Copy out every line of the material below, unchanged and in the same order.

[Items]
....................

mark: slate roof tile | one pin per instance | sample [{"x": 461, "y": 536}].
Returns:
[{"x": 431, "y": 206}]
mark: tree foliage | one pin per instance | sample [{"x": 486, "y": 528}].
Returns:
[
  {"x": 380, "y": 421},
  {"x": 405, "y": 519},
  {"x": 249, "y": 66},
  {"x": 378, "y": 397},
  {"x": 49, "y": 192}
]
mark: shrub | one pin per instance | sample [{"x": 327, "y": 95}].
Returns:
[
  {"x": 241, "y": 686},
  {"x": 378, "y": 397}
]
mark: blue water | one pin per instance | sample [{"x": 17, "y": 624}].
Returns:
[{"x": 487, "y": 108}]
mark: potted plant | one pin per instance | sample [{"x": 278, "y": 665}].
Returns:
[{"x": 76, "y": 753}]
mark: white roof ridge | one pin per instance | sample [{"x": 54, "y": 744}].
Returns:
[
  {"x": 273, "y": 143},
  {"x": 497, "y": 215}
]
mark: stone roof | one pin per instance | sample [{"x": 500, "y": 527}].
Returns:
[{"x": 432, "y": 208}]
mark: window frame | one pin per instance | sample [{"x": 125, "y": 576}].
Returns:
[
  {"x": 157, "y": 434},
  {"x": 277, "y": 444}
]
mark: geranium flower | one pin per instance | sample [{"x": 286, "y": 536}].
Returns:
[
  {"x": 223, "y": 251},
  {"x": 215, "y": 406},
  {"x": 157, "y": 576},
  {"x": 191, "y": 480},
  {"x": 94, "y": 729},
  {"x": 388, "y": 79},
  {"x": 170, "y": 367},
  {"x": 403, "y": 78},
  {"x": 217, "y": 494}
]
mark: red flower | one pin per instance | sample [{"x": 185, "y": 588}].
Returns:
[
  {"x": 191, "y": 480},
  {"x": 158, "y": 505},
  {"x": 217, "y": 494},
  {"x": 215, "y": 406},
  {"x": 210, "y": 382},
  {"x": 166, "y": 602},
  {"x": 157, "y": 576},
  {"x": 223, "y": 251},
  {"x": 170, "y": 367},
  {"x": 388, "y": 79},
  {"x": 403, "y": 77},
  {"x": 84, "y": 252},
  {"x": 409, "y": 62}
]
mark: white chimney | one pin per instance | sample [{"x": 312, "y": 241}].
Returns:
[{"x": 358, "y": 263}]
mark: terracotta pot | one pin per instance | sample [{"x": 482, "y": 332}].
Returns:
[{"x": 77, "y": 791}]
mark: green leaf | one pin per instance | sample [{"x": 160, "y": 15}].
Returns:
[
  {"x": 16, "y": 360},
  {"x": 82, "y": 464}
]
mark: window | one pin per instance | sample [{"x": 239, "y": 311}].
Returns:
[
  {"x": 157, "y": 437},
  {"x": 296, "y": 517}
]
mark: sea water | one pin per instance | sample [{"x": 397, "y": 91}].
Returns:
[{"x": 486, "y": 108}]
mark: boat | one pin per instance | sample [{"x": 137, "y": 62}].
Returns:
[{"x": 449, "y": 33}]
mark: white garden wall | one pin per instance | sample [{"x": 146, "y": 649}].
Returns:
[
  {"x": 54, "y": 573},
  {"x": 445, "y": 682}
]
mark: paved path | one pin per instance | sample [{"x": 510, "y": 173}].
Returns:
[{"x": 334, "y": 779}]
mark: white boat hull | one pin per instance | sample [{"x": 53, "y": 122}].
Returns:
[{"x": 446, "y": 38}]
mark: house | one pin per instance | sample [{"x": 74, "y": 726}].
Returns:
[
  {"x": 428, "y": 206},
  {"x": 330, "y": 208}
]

....................

[Written reply]
mark: slate roof tile | one pin per instance | sample [{"x": 461, "y": 536}].
Returns:
[{"x": 431, "y": 206}]
mark: tree foliage | one pin per instance | sample [{"x": 486, "y": 528}].
Returns:
[
  {"x": 380, "y": 421},
  {"x": 405, "y": 519},
  {"x": 249, "y": 66},
  {"x": 378, "y": 397},
  {"x": 49, "y": 192}
]
mark: shrub | one pin per instance | sample [{"x": 327, "y": 95}].
Returns:
[
  {"x": 241, "y": 686},
  {"x": 378, "y": 397}
]
mark: blue water | one pin per instance | sample [{"x": 17, "y": 624}].
Returns:
[{"x": 487, "y": 108}]
mark: potted plant | one pin per instance | sample [{"x": 278, "y": 665}].
Returns:
[{"x": 76, "y": 753}]
mark: white roof ridge | one pin per instance | sample [{"x": 54, "y": 744}].
Returns:
[
  {"x": 273, "y": 143},
  {"x": 497, "y": 215}
]
mark: stone roof | one pin per instance | sample [{"x": 500, "y": 527}].
Returns:
[{"x": 432, "y": 208}]
mark: window frame | one pin per instance | sample [{"x": 125, "y": 576}].
Returns:
[
  {"x": 157, "y": 434},
  {"x": 277, "y": 444}
]
mark: geranium flower | one pin per instance | sample [{"x": 286, "y": 536}].
Returns:
[
  {"x": 223, "y": 251},
  {"x": 215, "y": 406},
  {"x": 157, "y": 576},
  {"x": 191, "y": 480},
  {"x": 94, "y": 729},
  {"x": 388, "y": 79},
  {"x": 170, "y": 367},
  {"x": 403, "y": 78},
  {"x": 217, "y": 494}
]
mark: red flower | one pin per instance | sample [{"x": 185, "y": 588}].
Returns:
[
  {"x": 191, "y": 480},
  {"x": 158, "y": 505},
  {"x": 217, "y": 494},
  {"x": 215, "y": 406},
  {"x": 210, "y": 382},
  {"x": 166, "y": 602},
  {"x": 157, "y": 576},
  {"x": 223, "y": 251},
  {"x": 170, "y": 367},
  {"x": 388, "y": 79},
  {"x": 403, "y": 77},
  {"x": 84, "y": 252},
  {"x": 409, "y": 62}
]
mark: white chimney | one pin per instance | sample [{"x": 312, "y": 241}].
Returns:
[{"x": 358, "y": 263}]
mark: terracotta pot | one pin per instance | sample [{"x": 482, "y": 332}].
Returns:
[{"x": 77, "y": 791}]
mark: green leaf | one pin per instance | sample [{"x": 160, "y": 15}].
Returns:
[
  {"x": 16, "y": 360},
  {"x": 82, "y": 464}
]
mark: window | one pin per instance | sample [{"x": 239, "y": 311}].
Returns:
[
  {"x": 157, "y": 437},
  {"x": 296, "y": 517}
]
mark: sea water | one pin per instance | sample [{"x": 397, "y": 91}].
Returns:
[{"x": 486, "y": 108}]
mark: boat | one pin per instance | sample [{"x": 137, "y": 62}].
Returns:
[{"x": 449, "y": 33}]
mark: white garden wall | one pin per instance | sample [{"x": 146, "y": 649}].
Returns:
[
  {"x": 54, "y": 573},
  {"x": 445, "y": 682}
]
mark: paved path | one pin per instance | sample [{"x": 510, "y": 173}].
Returns:
[{"x": 334, "y": 779}]
mark: white boat hull | one pin per instance | sample [{"x": 53, "y": 122}].
Returns:
[{"x": 446, "y": 38}]
mark: house | one pin per instance | sample [{"x": 74, "y": 726}].
Returns:
[
  {"x": 428, "y": 206},
  {"x": 330, "y": 208}
]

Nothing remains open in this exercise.